Task: Each line of the material below should be reproduced exactly.

Source data:
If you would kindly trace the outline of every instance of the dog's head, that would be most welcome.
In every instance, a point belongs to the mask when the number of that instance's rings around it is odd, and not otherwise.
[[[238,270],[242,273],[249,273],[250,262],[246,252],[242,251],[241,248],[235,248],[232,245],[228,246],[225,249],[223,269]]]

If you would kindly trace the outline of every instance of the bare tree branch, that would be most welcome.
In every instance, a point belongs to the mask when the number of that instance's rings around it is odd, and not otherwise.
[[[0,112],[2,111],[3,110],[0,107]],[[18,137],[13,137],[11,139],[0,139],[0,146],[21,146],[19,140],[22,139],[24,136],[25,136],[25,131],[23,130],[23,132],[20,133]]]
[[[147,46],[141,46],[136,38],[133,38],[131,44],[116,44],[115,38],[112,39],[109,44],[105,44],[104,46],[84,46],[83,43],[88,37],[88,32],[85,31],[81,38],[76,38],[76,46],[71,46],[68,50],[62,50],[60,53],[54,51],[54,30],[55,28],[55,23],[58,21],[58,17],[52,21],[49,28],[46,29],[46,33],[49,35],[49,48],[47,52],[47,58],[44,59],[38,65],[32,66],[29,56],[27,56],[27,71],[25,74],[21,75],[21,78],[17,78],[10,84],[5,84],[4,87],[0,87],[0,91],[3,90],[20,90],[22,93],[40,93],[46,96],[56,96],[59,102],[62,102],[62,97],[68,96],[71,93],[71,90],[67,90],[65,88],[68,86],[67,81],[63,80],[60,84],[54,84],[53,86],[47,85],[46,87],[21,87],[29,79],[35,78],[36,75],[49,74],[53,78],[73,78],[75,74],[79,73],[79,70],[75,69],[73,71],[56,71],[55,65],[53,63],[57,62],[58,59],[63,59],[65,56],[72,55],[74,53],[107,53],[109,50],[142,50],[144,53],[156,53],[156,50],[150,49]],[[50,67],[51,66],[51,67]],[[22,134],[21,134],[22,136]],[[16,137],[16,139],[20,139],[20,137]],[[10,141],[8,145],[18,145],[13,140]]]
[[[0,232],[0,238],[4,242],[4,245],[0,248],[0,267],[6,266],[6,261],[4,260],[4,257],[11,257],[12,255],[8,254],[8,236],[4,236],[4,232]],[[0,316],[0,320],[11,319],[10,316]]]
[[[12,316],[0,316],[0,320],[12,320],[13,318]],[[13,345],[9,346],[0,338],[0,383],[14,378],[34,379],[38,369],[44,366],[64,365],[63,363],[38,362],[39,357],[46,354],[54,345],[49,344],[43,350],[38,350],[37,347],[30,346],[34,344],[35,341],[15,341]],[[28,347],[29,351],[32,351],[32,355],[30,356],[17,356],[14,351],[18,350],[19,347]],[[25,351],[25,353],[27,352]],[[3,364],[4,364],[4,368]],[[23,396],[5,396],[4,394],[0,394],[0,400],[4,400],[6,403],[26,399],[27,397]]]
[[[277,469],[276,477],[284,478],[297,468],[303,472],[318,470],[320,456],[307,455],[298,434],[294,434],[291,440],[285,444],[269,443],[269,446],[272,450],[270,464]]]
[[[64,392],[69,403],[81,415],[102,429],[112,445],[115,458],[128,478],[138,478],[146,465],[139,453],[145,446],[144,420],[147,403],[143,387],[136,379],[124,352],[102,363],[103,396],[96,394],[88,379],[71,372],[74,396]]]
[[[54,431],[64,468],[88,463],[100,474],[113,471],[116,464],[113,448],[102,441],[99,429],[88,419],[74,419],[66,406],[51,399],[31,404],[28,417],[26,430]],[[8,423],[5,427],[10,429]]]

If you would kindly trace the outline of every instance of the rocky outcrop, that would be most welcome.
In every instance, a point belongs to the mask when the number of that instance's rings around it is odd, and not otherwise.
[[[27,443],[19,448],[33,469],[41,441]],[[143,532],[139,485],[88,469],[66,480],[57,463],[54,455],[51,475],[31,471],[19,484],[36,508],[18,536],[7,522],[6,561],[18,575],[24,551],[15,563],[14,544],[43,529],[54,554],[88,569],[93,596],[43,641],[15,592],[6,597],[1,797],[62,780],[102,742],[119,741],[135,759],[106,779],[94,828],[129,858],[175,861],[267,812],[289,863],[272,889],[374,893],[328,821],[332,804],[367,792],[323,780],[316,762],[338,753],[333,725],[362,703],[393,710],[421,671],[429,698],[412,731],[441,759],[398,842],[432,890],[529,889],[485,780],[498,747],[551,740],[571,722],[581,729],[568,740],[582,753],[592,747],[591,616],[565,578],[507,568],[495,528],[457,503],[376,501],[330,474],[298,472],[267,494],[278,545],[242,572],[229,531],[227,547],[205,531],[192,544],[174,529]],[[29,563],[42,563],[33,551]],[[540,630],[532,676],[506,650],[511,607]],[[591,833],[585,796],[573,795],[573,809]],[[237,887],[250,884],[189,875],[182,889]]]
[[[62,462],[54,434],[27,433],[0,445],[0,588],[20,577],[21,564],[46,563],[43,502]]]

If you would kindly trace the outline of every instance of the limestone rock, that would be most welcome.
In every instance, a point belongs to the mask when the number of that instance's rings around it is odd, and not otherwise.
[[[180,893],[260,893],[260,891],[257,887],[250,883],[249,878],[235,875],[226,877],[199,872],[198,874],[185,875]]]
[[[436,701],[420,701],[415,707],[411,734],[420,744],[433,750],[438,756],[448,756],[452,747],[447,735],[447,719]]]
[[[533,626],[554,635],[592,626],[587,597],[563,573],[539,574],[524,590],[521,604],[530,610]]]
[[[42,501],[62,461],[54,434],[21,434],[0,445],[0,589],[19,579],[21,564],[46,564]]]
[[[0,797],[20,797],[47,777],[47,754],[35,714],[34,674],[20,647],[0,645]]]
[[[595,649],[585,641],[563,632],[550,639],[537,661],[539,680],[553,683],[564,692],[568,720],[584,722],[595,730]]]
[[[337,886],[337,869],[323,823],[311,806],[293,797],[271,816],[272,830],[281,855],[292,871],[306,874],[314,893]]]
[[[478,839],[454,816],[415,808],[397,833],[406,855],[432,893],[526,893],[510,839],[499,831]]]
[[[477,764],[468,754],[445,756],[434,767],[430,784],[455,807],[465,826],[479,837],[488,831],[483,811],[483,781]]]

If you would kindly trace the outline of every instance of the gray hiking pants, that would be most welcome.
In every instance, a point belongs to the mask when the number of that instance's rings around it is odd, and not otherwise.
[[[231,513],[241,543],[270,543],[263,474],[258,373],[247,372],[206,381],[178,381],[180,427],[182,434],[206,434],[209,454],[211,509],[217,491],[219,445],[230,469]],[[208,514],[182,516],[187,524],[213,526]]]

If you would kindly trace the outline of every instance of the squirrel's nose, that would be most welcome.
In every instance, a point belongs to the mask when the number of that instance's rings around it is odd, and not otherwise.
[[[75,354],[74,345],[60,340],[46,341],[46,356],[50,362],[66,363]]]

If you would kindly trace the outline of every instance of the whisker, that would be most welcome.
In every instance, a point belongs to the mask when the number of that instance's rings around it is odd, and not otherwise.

Answer to this exercise:
If you would kindly trace the outline of every instance of the dog's head, that would be most welcome.
In every instance, a point belongs to the mask when the number of that instance's rings around it is odd, and not otherwise.
[[[238,270],[242,273],[249,273],[250,262],[246,252],[242,251],[241,248],[235,248],[232,245],[228,246],[225,249],[223,269]]]

If you would kindly trace the outline of every instance of the bare tree branch, that would be most welcome.
In every instance, a point belongs to the mask when the number of that instance's rings around it is odd, and not otherwise.
[[[0,112],[2,111],[3,110],[0,107]],[[18,137],[13,137],[11,139],[0,139],[0,146],[21,146],[19,140],[22,139],[24,136],[25,136],[25,131],[23,130],[23,132],[20,133]]]
[[[147,46],[141,46],[136,38],[133,38],[131,44],[116,44],[115,38],[112,39],[109,44],[105,44],[104,46],[84,46],[83,43],[88,37],[88,32],[85,31],[81,38],[76,38],[76,46],[71,46],[68,50],[62,50],[60,53],[54,51],[54,30],[55,28],[55,23],[58,21],[58,17],[52,21],[49,28],[46,29],[46,33],[49,35],[49,48],[47,52],[47,58],[44,59],[38,65],[32,66],[29,56],[27,56],[27,71],[25,74],[21,75],[21,78],[17,78],[10,84],[5,84],[4,87],[0,87],[0,91],[3,90],[20,90],[22,93],[40,93],[46,96],[56,96],[59,102],[62,102],[62,97],[68,96],[71,93],[71,90],[67,90],[65,88],[68,86],[67,81],[63,80],[60,84],[54,84],[53,86],[47,85],[46,87],[21,87],[29,79],[35,78],[36,75],[49,74],[53,78],[73,78],[75,74],[79,73],[79,70],[75,69],[73,71],[56,71],[55,65],[53,63],[57,62],[58,59],[63,59],[65,56],[72,55],[74,53],[107,53],[109,50],[142,50],[144,53],[156,53],[156,50],[150,49]],[[50,67],[51,66],[51,67]],[[22,134],[21,134],[22,136]],[[16,137],[16,139],[20,139],[20,137]],[[10,141],[8,145],[18,145],[13,140]]]
[[[0,232],[0,238],[4,242],[4,245],[0,248],[0,267],[6,266],[6,261],[4,260],[4,257],[11,257],[12,255],[8,254],[8,236],[4,236],[4,232]],[[0,316],[0,320],[11,319],[10,316]]]
[[[12,316],[0,316],[0,320],[12,320],[13,318]],[[13,345],[9,346],[0,338],[0,383],[14,378],[34,379],[38,369],[44,366],[64,365],[63,363],[38,362],[39,357],[46,354],[54,345],[49,344],[43,350],[38,350],[37,347],[30,346],[34,344],[35,341],[15,341]],[[28,347],[29,351],[32,351],[32,355],[30,356],[17,356],[14,351],[18,350],[19,347]],[[25,351],[25,353],[27,352]],[[3,364],[4,364],[4,368]],[[23,396],[5,396],[4,394],[0,394],[0,400],[4,400],[6,403],[26,399],[27,397]]]
[[[277,469],[276,477],[284,478],[297,468],[303,472],[318,470],[320,456],[307,455],[298,434],[294,434],[291,440],[285,444],[269,443],[269,446],[272,450],[270,464]]]
[[[64,392],[69,403],[81,415],[102,429],[112,445],[115,458],[128,478],[138,478],[146,465],[139,453],[145,446],[144,420],[147,403],[143,387],[136,379],[124,352],[102,363],[103,396],[96,394],[88,379],[71,372],[74,396]]]
[[[54,431],[64,468],[88,463],[100,474],[113,471],[116,464],[113,448],[102,441],[99,429],[88,419],[74,419],[66,406],[51,399],[31,404],[28,417],[26,430]],[[8,423],[5,427],[10,429]]]

If you would kindly trace the outline of every instance of the rocky outcrop, that would be most welcome.
In every instance, a point belongs to the mask when the number of that instance's rings around it is odd, and not otherwise.
[[[27,443],[19,448],[33,469],[41,441]],[[143,532],[139,485],[88,469],[66,480],[57,463],[54,455],[51,475],[31,471],[19,484],[36,508],[18,536],[7,522],[6,561],[18,575],[24,551],[15,563],[14,544],[43,529],[54,554],[88,569],[93,596],[43,641],[15,592],[6,597],[1,797],[62,780],[102,742],[119,741],[135,759],[106,779],[94,828],[129,858],[175,861],[267,812],[289,863],[272,889],[374,893],[328,821],[332,804],[367,792],[323,780],[316,762],[338,753],[333,725],[362,703],[393,710],[421,671],[429,698],[412,731],[441,759],[398,842],[432,890],[529,889],[485,780],[498,747],[551,740],[571,722],[581,729],[568,740],[582,753],[592,747],[591,616],[565,578],[507,568],[495,528],[457,503],[376,501],[330,474],[298,472],[267,494],[278,545],[242,572],[229,531],[227,547],[205,531],[192,544],[174,529]],[[29,563],[42,563],[33,551]],[[540,630],[532,676],[506,650],[511,607]],[[591,833],[585,796],[573,795],[573,809]],[[237,887],[250,884],[189,875],[182,889]]]
[[[62,462],[54,434],[27,433],[0,445],[0,588],[20,577],[21,564],[46,563],[43,502]]]

If you would kindly trace the outline of every instance of the limestone rock, that would be most welcome.
In every instance, a point belongs to the mask when the number of that instance's rings around it is odd, and not otherwise.
[[[180,893],[260,893],[260,891],[257,887],[250,883],[249,878],[235,875],[226,877],[199,872],[198,874],[185,875]]]
[[[436,701],[420,701],[415,707],[411,734],[420,744],[433,750],[438,756],[448,756],[452,747],[447,735],[447,719]]]
[[[533,626],[554,635],[592,626],[587,597],[563,573],[539,574],[524,590],[521,604],[530,610]]]
[[[42,501],[62,461],[54,434],[21,434],[0,445],[0,589],[19,579],[21,564],[46,564]]]
[[[0,797],[20,797],[47,777],[47,754],[35,714],[34,674],[20,647],[0,645]]]
[[[595,649],[585,641],[563,632],[550,639],[537,661],[539,680],[553,683],[564,692],[568,720],[584,722],[595,730]]]
[[[337,886],[337,869],[323,823],[311,806],[293,797],[271,816],[272,830],[281,855],[292,871],[306,874],[314,893]]]
[[[478,839],[454,816],[415,808],[397,833],[406,855],[432,893],[526,893],[510,839],[499,831]]]
[[[477,764],[468,754],[445,756],[434,767],[430,784],[455,807],[465,826],[479,837],[488,831],[483,811],[483,781]]]

If you would kindly trace the outline of every instance of the gray hiking pants, that would be most welcome.
In every instance, a point belongs to the mask when the number of that instance's rings around it is odd, and not otherwise.
[[[231,513],[241,543],[270,543],[263,474],[258,373],[247,372],[206,381],[178,381],[180,427],[182,434],[206,434],[209,454],[211,509],[217,491],[219,445],[230,469]],[[208,514],[182,516],[187,524],[213,526]]]

If you would kindly trace the outline of every instance of the squirrel's nose, that would be most welcome.
In every instance, a point belongs to the mask when the number of that instance's rings around it is odd, and not otherwise.
[[[75,354],[74,345],[60,340],[46,341],[46,356],[50,362],[66,363]]]

If you would kindly trace the outline of every instance of the whisker, that would be most welcome.
In every instance, a point belongs to the mask when the number of that instance's rings around it is odd, and not otherwise.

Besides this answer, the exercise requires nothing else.